下にある、4つの目を持つ古代トカゲについての記事を、最後の文のあとから書き継いでください。

- _提供された抜粋_
**********

第3の目・第4の目を持つ古代トカゲの存在が報告される
約4900万年前に存在した「Saniwa ensidens」というトカゲは頭の上に第3の目・第4の目を持っていたことが、ドイツにあるセンケンベルク研究機関の子人類学者Krister Smith氏らの研究によってわかりました。有顎脊椎動物として初めて4つの目を持つトカゲとして報告されています。
The Only Known Jawed Vertebrate with Four Eyes and the Bauplan of the Pineal Complex: Current Biology
http://www.cell.com/current-biology/fulltext/S0960-9822(18)30206-9
Here's Why an Ancient Lizard Had 4 Eyes
https://www.livescience.com/62195-ancient-four-eyed-lizard.html
Saniwa ensidensは松果体・副松果体が存在する頭の上に第3・第4の目を持っていました。これらの目は方向を認識したり、太陽の動きを検知し24時間周期・1年周期を感じたりするのに用いられていたとのこと。
感光性の松果器はこれまで、魚やカエルといった水辺に卵を産む数種の下等脊椎動物において報告されていました。「目」という呼び方が適切かどうかには議論はあるものの、研究者らは下等脊椎動物が有する頭頂眼のことを「第3の目」と呼んでいます。鳥や哺乳類といったさまざまな脊椎動物のグループにおいて、第3の目は消えていき、陸生する脊椎動物の中ではトカゲだけが第3の目を持ち続けています。このことから、「トカゲの第3の目は副松果体と呼ばれる別の器官から発達したのではないか?」と考える研究者もいたとのこと。第3の目が松果体から発生したという説と副松果体から発生したという説は相いれないものとして捉えられてきました。

**********

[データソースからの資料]

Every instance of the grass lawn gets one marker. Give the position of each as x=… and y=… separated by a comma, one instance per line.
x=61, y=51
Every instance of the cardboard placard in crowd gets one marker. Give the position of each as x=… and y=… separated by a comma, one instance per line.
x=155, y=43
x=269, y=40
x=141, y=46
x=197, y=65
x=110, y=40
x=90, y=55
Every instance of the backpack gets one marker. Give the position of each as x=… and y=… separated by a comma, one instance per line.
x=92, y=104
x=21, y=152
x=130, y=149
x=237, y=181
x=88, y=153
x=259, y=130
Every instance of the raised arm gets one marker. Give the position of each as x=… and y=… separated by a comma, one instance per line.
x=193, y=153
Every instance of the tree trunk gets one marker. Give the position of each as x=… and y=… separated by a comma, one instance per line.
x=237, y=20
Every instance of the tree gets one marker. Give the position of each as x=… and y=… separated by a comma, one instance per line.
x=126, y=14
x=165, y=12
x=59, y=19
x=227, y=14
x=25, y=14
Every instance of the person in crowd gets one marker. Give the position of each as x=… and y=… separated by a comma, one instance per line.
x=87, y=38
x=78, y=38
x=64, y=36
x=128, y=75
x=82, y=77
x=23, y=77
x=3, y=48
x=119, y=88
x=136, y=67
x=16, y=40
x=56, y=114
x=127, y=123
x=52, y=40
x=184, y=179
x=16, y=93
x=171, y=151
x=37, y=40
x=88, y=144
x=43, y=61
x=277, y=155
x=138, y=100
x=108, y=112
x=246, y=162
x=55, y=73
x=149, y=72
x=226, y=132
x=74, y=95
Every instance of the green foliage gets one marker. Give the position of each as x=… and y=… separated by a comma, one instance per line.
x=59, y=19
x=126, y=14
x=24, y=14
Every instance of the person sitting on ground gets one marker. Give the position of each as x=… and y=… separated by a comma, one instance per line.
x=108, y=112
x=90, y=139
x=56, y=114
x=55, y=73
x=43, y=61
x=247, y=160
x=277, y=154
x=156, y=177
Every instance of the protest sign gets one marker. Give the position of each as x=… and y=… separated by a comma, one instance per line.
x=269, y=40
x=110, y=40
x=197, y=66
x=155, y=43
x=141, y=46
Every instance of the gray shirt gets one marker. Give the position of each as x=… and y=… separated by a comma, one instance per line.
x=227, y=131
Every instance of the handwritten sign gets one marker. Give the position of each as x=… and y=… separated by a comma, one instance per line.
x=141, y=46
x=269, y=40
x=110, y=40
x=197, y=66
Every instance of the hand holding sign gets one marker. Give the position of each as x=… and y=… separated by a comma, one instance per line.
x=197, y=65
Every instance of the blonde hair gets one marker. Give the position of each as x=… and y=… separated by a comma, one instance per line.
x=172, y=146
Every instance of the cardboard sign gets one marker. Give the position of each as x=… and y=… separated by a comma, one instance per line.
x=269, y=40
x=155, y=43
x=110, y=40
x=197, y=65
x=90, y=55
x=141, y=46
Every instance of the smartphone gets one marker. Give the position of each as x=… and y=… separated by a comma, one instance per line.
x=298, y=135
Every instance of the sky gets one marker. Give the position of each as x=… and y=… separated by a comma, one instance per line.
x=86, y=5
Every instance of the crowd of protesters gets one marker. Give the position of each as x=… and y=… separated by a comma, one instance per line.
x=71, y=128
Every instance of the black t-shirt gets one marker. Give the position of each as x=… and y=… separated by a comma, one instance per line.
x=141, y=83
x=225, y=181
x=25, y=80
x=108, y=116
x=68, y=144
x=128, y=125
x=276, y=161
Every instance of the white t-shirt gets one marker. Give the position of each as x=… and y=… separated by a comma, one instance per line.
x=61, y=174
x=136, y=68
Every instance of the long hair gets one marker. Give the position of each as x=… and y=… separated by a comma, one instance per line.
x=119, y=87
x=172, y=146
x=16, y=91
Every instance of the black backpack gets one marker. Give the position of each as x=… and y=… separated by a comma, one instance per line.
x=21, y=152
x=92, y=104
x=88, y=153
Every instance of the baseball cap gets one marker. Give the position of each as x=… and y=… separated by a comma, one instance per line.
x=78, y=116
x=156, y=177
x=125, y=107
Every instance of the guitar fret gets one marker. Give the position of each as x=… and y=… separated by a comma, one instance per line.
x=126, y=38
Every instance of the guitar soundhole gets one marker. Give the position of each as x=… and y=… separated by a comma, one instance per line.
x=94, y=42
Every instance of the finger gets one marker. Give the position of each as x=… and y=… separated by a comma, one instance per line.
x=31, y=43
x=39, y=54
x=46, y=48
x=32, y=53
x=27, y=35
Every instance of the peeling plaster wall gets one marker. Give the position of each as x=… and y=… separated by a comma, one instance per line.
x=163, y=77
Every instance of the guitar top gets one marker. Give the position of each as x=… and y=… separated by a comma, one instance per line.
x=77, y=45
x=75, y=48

**********

- _作業の回答_
しかし、松果体と副松果体の2つを頭頂に持ち、計4つの目を有するSaniwa ensidensが発見されたことで、長年の謎を解くヒントが得られたとのこと。トカゲの持つ第3の目は、有顎脊椎動物が持つ第3の目とは異なった起源を持つことが示唆されたためです。
研究者らは150年前に収集されたSaniwa ensidensの標本をCTスキャンにかけ、何千枚も撮影した画像から3Dイメージを作り出すことで、頭蓋骨頭頂に第4の目が位置するための空間を発見したとのこと。これは研究者が予期していなかった発見だったそうです。この発見によって、松果体と副松果体はペアではないが縦に並べて配置されること、またトカゲの第3の目は他の脊椎動物が有する第3の目とは異なった形で進化したことも明らかにされました。
なお、現存する生き物の中ではヤツメウナギが頭頂眼を持っています。